**EXERCISE BRIEF**
Swap "every instance" for "all instances" everywhere in the lines below, and return the lines with nothing else changed.
BEGIN EXTRACTED ENTRIES
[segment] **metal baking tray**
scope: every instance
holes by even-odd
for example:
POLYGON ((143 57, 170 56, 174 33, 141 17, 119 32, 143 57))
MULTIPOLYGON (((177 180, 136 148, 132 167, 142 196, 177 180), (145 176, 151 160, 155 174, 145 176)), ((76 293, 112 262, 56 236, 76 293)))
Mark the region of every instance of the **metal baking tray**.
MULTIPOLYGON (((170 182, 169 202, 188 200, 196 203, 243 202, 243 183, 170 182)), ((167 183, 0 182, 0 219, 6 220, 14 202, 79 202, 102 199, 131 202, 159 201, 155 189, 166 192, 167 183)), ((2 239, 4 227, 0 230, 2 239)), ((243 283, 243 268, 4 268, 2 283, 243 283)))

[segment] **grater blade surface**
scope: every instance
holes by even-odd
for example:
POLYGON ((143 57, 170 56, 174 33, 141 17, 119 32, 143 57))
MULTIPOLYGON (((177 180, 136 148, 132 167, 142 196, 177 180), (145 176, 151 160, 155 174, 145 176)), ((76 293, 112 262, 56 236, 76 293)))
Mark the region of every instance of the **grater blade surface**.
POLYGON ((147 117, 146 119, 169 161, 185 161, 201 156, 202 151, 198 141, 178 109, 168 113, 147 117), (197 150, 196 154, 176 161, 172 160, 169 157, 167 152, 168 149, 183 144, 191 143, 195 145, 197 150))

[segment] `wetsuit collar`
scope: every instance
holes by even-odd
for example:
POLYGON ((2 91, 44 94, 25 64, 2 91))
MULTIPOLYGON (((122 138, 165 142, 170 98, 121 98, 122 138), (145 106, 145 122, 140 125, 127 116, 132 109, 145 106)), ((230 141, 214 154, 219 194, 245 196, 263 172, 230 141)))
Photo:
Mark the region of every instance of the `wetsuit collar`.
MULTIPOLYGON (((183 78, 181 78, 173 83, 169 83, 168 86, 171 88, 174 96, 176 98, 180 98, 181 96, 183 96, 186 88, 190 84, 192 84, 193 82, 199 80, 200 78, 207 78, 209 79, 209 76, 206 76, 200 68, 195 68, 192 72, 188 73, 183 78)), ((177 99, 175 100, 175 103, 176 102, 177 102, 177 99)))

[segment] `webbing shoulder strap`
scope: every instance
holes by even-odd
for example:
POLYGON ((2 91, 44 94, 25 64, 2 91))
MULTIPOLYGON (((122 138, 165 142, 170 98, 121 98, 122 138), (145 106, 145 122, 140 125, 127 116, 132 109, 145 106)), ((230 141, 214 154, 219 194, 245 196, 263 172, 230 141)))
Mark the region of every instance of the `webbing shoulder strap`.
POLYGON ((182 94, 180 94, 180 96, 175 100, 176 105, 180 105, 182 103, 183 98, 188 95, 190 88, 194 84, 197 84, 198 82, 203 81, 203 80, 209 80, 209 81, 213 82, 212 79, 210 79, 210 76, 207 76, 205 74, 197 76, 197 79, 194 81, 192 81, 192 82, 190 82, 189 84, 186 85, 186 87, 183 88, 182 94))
END EXTRACTED ENTRIES
**RESPONSE**
[segment] **metal baking tray**
scope: all instances
holes by even-odd
for example:
POLYGON ((143 57, 170 56, 174 33, 141 17, 119 32, 143 57))
MULTIPOLYGON (((177 180, 136 148, 132 167, 142 196, 177 180), (145 176, 151 160, 155 174, 145 176)), ((76 293, 112 262, 56 236, 76 293)))
Mark the region of all instances of the **metal baking tray**.
MULTIPOLYGON (((170 182, 169 202, 188 200, 196 203, 243 202, 243 183, 170 182)), ((167 183, 0 182, 0 219, 6 220, 14 202, 79 202, 102 199, 131 202, 159 201, 155 189, 166 192, 167 183)), ((2 239, 4 227, 0 230, 2 239)), ((243 283, 243 268, 4 268, 2 283, 243 283)))

[segment] **grater blade surface**
scope: all instances
holes by even-odd
for example:
POLYGON ((143 57, 170 56, 174 33, 141 17, 119 32, 143 57))
MULTIPOLYGON (((177 180, 136 148, 132 167, 142 196, 177 180), (145 176, 151 160, 155 174, 145 176)), ((76 293, 112 262, 56 236, 76 293)))
Mark the region of all instances of the **grater blade surface**.
POLYGON ((147 117, 146 119, 169 161, 185 161, 201 156, 202 151, 198 141, 178 109, 168 113, 147 117), (197 150, 196 154, 176 161, 172 160, 169 157, 167 152, 168 149, 183 144, 191 143, 195 145, 197 150))

[segment] `wetsuit collar`
scope: all instances
holes by even-odd
for example:
POLYGON ((2 91, 44 94, 25 64, 2 91))
MULTIPOLYGON (((122 138, 165 142, 170 98, 121 98, 122 138), (145 106, 145 122, 140 125, 127 116, 132 109, 145 106)), ((230 141, 214 154, 219 194, 245 196, 263 172, 230 141)))
Photo:
Mark the region of all instances of the `wetsuit collar`.
MULTIPOLYGON (((183 78, 181 78, 173 83, 169 83, 168 86, 171 88, 174 96, 176 98, 180 98, 181 96, 183 96, 186 88, 190 84, 192 84, 193 82, 199 80, 200 78, 207 78, 209 79, 209 76, 206 76, 200 68, 195 68, 192 72, 188 73, 183 78)), ((177 99, 175 100, 175 103, 176 102, 177 102, 177 99)))

[segment] `webbing shoulder strap`
scope: all instances
holes by even-odd
for example:
POLYGON ((2 91, 44 94, 25 64, 2 91))
MULTIPOLYGON (((122 138, 165 142, 170 98, 121 98, 122 138), (145 106, 145 122, 140 125, 127 116, 132 109, 145 106)), ((230 141, 214 154, 219 194, 245 196, 263 172, 230 141)))
Mark the region of all instances of the `webbing shoulder strap`.
POLYGON ((182 94, 180 94, 180 96, 175 100, 176 105, 180 105, 182 103, 183 98, 188 95, 190 88, 194 84, 197 84, 198 82, 203 81, 203 80, 209 80, 209 81, 213 82, 212 79, 210 79, 210 76, 207 76, 205 74, 197 76, 197 79, 194 81, 192 81, 192 82, 190 82, 189 84, 186 85, 186 87, 183 88, 182 94))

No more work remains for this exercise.